**Problem to solve:**
Transcribe the lines exactly, beginning with the one that contains "Reviewer note: check that every instance of the bus side" and ending with the final line of the records. Do not transcribe pictures.

**Provided entries:**
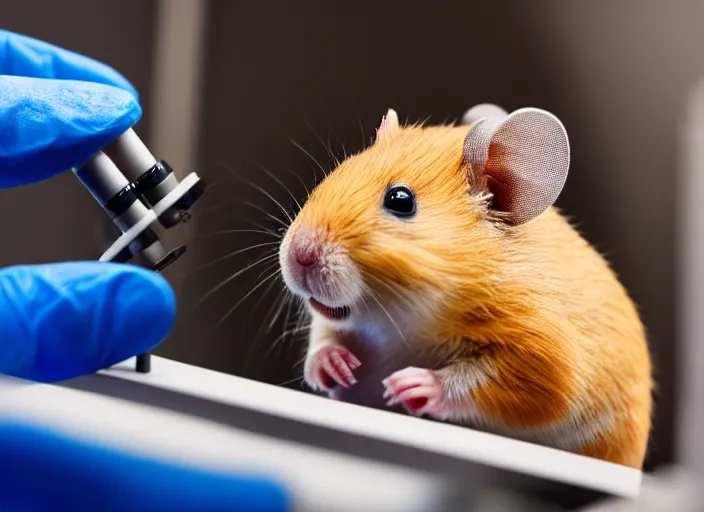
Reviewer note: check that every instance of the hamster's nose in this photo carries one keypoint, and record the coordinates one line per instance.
(306, 250)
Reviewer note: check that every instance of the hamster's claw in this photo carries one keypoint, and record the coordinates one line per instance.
(330, 366)
(417, 389)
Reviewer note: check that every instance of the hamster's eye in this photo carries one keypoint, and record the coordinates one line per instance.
(400, 201)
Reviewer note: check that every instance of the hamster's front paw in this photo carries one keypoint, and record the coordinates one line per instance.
(418, 390)
(330, 366)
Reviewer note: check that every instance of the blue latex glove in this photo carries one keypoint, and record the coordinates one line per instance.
(45, 472)
(60, 321)
(57, 108)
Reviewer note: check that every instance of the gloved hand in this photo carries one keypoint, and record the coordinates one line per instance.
(60, 321)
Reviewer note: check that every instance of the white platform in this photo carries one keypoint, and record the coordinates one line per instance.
(225, 433)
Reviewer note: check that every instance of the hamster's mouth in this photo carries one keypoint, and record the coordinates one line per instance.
(329, 312)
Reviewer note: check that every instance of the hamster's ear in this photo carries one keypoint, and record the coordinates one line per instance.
(478, 112)
(522, 159)
(389, 124)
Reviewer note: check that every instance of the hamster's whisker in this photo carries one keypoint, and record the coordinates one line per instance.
(334, 156)
(229, 212)
(311, 157)
(230, 255)
(302, 183)
(327, 147)
(285, 298)
(273, 177)
(232, 231)
(267, 194)
(273, 217)
(234, 276)
(237, 304)
(256, 340)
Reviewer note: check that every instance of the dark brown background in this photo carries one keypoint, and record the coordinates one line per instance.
(615, 73)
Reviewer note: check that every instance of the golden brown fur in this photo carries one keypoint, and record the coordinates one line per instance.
(535, 304)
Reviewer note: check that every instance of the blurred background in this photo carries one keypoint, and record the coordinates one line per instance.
(231, 88)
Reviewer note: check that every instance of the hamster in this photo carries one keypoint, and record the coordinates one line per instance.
(441, 281)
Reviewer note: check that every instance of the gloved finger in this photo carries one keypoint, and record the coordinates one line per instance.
(44, 471)
(25, 56)
(50, 126)
(64, 320)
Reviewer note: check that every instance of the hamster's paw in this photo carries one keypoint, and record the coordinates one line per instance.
(418, 390)
(331, 366)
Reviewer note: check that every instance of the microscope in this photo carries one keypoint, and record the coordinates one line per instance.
(142, 196)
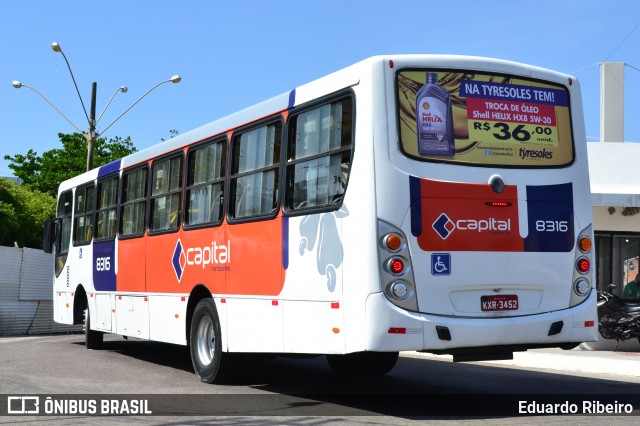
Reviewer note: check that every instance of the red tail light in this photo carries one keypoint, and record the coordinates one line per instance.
(396, 266)
(583, 265)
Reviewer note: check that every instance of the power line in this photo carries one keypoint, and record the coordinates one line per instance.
(622, 42)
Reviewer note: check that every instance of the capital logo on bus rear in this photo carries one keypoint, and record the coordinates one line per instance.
(443, 226)
(473, 217)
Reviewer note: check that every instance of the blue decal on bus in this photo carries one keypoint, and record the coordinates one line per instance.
(104, 267)
(285, 242)
(292, 99)
(550, 213)
(107, 169)
(415, 200)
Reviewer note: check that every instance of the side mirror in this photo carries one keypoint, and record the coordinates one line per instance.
(51, 227)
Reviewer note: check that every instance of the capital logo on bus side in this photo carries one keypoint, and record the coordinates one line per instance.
(214, 254)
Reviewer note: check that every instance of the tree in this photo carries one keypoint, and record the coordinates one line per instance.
(44, 173)
(22, 213)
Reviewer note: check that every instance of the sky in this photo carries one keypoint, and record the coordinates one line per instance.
(233, 54)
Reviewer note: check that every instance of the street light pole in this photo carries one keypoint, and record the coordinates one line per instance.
(92, 136)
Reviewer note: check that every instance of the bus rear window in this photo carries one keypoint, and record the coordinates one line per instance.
(480, 119)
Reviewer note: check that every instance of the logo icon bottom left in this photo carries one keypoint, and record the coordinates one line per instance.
(441, 264)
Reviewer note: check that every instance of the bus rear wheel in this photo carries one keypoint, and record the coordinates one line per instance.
(363, 363)
(210, 364)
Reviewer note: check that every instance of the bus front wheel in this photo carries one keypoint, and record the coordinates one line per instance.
(209, 362)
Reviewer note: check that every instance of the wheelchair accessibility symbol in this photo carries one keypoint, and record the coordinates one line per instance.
(440, 264)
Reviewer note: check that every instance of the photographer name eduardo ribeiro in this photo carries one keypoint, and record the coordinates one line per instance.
(587, 407)
(33, 405)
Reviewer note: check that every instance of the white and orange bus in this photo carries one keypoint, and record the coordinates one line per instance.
(406, 203)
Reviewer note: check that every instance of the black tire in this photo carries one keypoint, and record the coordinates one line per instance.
(363, 363)
(92, 339)
(210, 364)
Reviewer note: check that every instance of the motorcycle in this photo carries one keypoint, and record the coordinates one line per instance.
(617, 318)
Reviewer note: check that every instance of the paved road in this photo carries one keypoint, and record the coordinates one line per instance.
(53, 365)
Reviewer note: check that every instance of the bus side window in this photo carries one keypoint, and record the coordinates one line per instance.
(134, 203)
(319, 156)
(83, 225)
(166, 194)
(107, 205)
(255, 172)
(205, 184)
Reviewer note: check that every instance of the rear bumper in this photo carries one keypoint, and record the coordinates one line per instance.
(390, 328)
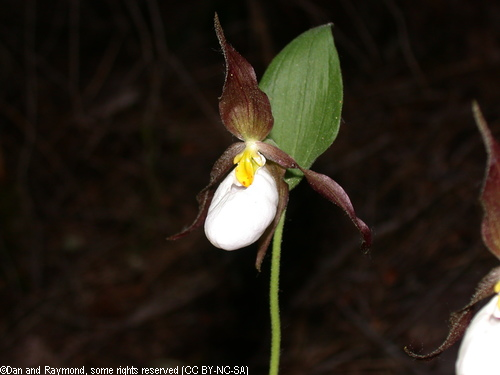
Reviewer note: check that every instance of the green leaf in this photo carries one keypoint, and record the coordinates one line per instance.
(304, 85)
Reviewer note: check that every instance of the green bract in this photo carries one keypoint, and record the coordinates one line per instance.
(304, 85)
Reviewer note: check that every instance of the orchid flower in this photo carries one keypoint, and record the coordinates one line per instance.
(247, 193)
(479, 349)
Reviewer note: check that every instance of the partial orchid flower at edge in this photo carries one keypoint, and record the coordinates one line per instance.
(246, 113)
(484, 330)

**Complete response:**
Reviewer note: check that every instance of the bus side window in this photo carries one keypoint, and record the coordinates one line per instance.
(134, 203)
(319, 156)
(83, 225)
(166, 194)
(107, 205)
(255, 172)
(205, 184)
Reviewer note: check that every instance of the rear bumper in this photo carries one keypoint, and record the coordinates one line per instance.
(390, 328)
Reviewer note: check that every instance of the green leaf in this photo carries one keypoint, and record the coordinates one line per instance.
(304, 85)
Reviewer note: check that every instance of the green bract in this photo carries one keypoint, and record the coordinates one line per instance.
(304, 85)
Reviewer note: check that every instance of the orchid flower in this photo carries one keypoint, and record the coordinates one line per instance.
(247, 193)
(479, 349)
Reviewer note: check that every instance of the partial orchid flower at edge in this photo carries one keypoint, and record the coordinates one line per instance.
(246, 113)
(484, 330)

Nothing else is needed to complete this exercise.